Items from a labeling collection
= = = = =

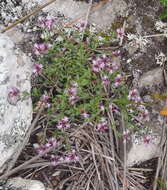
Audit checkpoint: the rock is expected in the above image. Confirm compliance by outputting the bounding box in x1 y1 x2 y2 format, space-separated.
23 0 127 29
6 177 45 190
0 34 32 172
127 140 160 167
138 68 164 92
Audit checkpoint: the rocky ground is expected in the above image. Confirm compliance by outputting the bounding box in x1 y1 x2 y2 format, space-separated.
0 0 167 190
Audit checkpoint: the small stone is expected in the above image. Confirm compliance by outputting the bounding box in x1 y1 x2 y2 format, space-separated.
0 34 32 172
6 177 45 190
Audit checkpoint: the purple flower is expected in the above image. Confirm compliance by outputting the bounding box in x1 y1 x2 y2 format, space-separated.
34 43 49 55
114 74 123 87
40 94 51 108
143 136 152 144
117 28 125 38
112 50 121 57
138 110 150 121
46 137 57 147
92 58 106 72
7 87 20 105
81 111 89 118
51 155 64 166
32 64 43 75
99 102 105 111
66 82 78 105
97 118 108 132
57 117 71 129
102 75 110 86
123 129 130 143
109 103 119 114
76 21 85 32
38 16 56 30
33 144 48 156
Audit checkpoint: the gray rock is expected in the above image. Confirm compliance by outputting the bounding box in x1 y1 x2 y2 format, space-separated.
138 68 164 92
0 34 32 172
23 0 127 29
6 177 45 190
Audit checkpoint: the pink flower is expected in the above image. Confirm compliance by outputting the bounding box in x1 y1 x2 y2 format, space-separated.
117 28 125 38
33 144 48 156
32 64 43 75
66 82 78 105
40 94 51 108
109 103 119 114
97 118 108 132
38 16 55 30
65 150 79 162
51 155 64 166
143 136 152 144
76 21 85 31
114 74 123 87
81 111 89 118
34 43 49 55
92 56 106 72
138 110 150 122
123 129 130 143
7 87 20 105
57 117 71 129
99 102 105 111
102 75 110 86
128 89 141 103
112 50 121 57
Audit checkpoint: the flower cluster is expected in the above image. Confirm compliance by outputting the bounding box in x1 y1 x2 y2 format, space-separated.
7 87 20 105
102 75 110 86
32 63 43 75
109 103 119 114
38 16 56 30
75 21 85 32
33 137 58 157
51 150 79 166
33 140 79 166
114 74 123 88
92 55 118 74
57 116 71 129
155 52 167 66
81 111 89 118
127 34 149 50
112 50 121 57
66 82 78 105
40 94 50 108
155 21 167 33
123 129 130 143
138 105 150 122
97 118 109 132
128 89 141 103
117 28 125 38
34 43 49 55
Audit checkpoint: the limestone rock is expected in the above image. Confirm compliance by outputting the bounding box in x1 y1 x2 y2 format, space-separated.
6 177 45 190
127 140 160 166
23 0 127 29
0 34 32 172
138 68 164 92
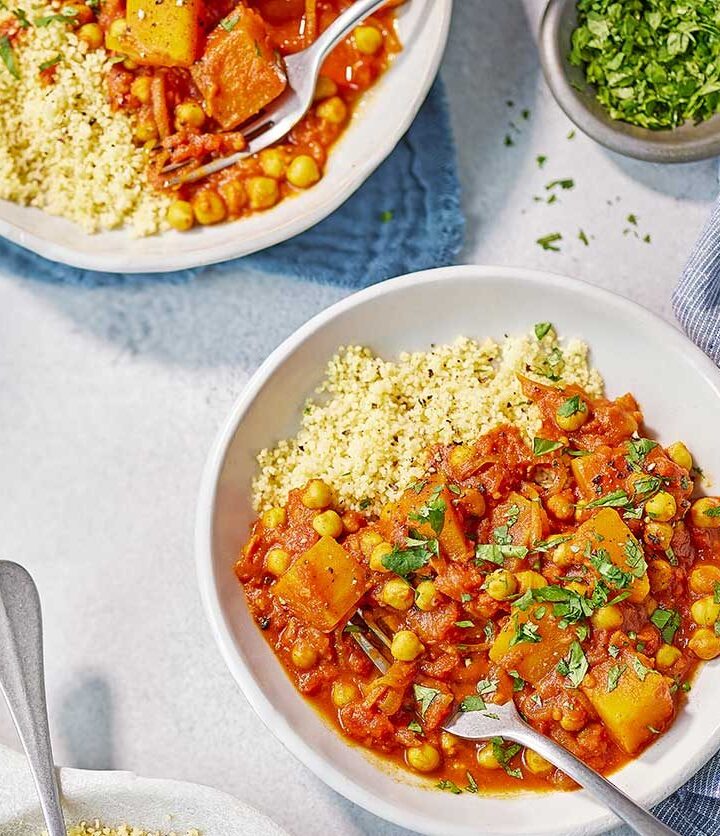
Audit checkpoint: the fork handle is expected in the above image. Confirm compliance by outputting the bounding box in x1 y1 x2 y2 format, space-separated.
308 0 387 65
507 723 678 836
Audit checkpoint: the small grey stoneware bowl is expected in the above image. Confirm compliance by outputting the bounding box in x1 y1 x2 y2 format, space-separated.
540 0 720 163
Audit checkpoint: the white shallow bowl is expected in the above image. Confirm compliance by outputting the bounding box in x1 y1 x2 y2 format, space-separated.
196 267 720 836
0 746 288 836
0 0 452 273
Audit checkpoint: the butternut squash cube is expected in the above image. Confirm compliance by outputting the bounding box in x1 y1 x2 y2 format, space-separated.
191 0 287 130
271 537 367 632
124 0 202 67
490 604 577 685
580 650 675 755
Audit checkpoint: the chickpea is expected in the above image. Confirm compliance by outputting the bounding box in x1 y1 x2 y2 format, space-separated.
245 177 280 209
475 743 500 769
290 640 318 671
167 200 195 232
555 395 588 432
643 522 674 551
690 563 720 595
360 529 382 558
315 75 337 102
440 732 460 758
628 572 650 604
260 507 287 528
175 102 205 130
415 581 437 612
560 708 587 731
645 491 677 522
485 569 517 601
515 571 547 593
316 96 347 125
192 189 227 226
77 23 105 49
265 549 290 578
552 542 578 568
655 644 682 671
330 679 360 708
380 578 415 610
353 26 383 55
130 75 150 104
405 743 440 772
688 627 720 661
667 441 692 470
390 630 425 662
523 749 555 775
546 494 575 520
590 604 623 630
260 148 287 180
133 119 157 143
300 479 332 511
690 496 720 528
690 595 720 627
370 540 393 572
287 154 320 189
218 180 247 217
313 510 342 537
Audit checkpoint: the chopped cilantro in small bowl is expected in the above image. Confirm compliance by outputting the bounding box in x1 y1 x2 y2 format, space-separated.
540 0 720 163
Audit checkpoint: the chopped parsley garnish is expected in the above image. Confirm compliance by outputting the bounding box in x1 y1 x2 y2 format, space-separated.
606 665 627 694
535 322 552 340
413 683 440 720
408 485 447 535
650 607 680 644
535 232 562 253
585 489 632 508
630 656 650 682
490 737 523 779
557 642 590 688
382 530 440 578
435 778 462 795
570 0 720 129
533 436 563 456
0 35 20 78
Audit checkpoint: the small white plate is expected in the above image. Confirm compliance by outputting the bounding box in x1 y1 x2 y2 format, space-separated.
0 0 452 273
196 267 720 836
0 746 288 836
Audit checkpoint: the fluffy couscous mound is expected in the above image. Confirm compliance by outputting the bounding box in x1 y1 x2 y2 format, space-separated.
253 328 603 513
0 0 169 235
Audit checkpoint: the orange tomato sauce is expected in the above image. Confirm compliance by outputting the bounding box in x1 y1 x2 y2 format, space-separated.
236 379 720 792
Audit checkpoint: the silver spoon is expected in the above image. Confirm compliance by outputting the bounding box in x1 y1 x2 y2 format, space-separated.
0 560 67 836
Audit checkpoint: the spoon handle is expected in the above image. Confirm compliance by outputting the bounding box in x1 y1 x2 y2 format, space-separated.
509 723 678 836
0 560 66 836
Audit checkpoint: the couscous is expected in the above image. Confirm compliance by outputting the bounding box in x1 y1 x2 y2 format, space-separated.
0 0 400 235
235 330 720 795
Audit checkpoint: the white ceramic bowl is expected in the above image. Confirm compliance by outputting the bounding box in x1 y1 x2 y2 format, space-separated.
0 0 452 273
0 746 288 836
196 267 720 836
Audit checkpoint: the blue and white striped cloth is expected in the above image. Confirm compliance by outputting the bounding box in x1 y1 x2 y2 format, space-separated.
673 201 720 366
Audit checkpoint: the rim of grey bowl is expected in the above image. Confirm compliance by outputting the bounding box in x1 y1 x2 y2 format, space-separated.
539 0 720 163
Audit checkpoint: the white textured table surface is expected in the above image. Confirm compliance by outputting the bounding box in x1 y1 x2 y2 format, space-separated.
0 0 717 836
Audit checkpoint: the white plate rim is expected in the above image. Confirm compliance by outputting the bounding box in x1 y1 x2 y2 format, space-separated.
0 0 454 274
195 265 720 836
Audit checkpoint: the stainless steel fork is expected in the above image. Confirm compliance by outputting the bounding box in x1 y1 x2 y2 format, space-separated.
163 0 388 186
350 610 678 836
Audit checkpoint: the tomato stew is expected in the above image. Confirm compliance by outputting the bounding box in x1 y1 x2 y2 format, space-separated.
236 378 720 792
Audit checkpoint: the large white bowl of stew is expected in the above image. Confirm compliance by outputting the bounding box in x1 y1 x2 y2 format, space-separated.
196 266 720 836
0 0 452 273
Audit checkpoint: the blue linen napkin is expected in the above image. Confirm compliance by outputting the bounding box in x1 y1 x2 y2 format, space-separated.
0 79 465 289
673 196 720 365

= = = = =

WRITTEN EXERCISE> Transcribe word for word the lines from the one holding "Audit checkpoint: the stainless" to the last line of the listing above, inclusive.

EXERCISE OUTPUT>
Audit checkpoint: the stainless steel fork is expected in the above image. Confirm compliance by outputting the bounding box in x1 y1 x2 y2 format, space-separated.
163 0 388 186
350 610 678 836
Audit checkpoint: the tomato stew is expected in the above image. Confirm compliance by outputting the bounding box in x1 y1 x2 y2 format, space-separated.
236 378 720 792
Audit checkpoint: the large white bowl of stew is expected in the above image. Confirm compliance by outputting the bounding box in x1 y1 x2 y2 format, space-separated.
196 266 720 836
0 0 452 273
Audit checkpoint: the blue linen napkin is expected in the above image. Confirm compliance by outputting the bounding box in x1 y1 x2 y2 format, space-separated.
0 79 465 289
673 196 720 365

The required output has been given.